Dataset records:
***

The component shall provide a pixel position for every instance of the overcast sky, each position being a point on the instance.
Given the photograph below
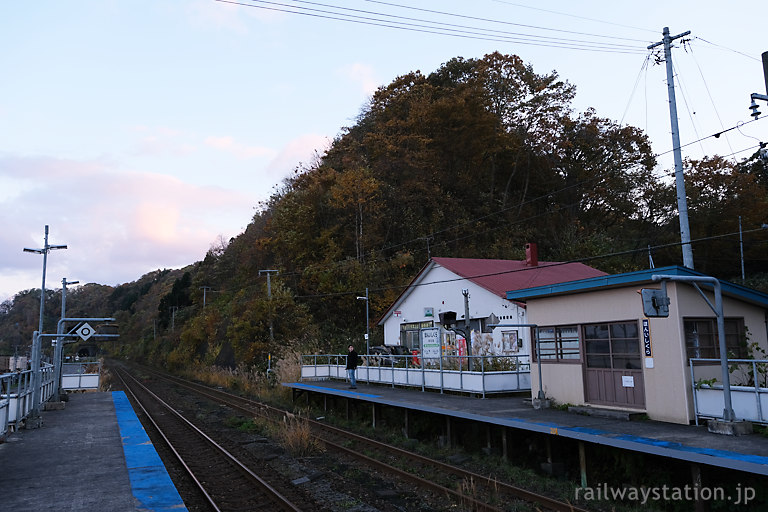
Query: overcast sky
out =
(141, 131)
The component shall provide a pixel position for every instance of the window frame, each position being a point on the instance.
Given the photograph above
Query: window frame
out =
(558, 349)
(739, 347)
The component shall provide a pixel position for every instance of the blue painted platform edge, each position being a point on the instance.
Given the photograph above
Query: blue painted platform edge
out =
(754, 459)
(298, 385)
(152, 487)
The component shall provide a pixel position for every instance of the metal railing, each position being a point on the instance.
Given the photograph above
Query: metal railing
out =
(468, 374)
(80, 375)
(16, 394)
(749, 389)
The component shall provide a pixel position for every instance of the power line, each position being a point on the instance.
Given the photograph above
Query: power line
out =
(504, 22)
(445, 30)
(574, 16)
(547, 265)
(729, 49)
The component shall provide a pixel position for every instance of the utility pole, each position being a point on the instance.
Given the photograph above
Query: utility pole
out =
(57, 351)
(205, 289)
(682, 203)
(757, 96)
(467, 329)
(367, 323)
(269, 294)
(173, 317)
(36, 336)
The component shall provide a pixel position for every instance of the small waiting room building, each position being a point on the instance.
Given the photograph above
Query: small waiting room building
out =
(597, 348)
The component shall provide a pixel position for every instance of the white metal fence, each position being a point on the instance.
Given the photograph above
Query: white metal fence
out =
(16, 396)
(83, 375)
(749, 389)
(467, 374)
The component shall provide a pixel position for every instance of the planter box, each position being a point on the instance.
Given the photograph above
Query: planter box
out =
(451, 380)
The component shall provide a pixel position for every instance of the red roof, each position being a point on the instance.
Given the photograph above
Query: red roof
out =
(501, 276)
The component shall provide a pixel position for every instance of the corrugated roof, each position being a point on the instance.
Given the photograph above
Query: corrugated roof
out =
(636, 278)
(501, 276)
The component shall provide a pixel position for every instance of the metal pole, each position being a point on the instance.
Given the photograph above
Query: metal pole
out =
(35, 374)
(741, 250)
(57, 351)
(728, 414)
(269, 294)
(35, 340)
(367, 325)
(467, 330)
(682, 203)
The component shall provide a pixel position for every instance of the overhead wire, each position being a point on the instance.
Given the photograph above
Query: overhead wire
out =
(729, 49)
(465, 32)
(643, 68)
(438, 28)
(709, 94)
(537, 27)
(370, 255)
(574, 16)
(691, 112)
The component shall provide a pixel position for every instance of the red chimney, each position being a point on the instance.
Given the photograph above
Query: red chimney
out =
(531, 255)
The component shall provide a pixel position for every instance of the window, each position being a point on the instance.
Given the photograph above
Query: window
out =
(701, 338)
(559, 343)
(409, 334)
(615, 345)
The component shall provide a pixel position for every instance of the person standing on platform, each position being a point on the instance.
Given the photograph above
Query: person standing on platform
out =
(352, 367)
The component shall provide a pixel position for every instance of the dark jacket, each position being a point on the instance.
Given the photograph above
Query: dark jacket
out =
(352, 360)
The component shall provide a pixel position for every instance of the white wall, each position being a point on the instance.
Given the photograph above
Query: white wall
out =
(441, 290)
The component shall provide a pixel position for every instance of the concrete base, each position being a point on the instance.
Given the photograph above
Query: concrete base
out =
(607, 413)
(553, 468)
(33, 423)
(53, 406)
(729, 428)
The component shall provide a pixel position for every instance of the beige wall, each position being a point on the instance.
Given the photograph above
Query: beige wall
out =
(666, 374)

***

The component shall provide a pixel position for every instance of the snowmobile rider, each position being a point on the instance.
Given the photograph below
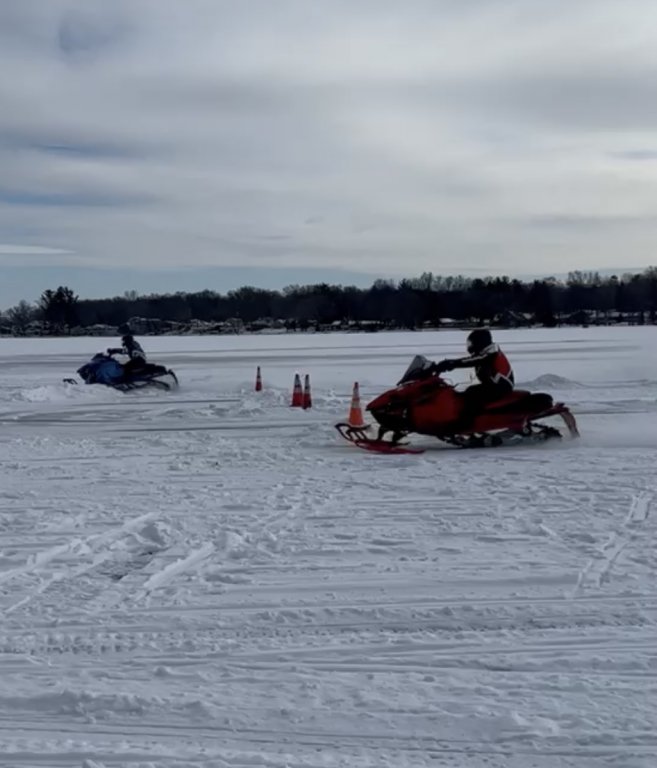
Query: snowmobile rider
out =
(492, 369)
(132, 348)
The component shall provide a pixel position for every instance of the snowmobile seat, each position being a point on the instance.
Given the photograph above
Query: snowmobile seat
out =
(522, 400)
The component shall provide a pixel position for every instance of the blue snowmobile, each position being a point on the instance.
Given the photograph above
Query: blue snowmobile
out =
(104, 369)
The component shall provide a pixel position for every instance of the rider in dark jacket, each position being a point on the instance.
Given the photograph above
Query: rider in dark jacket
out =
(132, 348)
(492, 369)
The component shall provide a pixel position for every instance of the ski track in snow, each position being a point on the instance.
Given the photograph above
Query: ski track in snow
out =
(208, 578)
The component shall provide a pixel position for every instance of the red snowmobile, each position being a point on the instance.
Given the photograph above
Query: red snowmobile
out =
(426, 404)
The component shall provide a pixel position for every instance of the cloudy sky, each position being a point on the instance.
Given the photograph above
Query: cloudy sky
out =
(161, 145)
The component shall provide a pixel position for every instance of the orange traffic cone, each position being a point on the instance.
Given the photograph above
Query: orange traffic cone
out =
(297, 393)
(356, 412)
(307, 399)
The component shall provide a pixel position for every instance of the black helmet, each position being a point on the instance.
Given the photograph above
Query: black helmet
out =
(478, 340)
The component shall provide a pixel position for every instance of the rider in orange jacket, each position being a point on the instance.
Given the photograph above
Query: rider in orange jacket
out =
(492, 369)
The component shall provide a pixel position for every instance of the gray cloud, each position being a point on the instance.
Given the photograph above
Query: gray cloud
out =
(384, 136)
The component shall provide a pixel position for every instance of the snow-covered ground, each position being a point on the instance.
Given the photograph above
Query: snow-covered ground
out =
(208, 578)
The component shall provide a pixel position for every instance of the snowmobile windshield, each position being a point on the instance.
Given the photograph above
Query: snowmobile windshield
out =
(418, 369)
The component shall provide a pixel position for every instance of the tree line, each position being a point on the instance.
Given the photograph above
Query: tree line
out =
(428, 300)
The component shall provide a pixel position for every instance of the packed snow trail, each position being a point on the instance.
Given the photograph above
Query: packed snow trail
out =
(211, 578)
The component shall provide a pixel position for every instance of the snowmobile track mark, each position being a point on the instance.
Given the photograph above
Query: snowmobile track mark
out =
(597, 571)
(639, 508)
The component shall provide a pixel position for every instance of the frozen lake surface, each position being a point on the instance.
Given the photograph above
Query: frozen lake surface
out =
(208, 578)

***

→ Work task
Once you find the line with "the blue painted" above, print it and every line after it up to and including the line with "of the power", exactly as written and nothing else.

→ Solved problem
The component shall provide a pixel position for every instance of the blue painted platform edge, each position being a point on the instance.
Given the photograph above
Query: blue painted platform edge
out =
(754, 459)
(298, 385)
(152, 487)
The component shall provide a pixel position for every instance of the metal railing, each position being a point on the instance.
Given the photograph above
Query: metal railing
out =
(468, 374)
(80, 375)
(16, 394)
(749, 389)
The component shall provide a pixel position for every instance of the power line, each position being a point on the instance.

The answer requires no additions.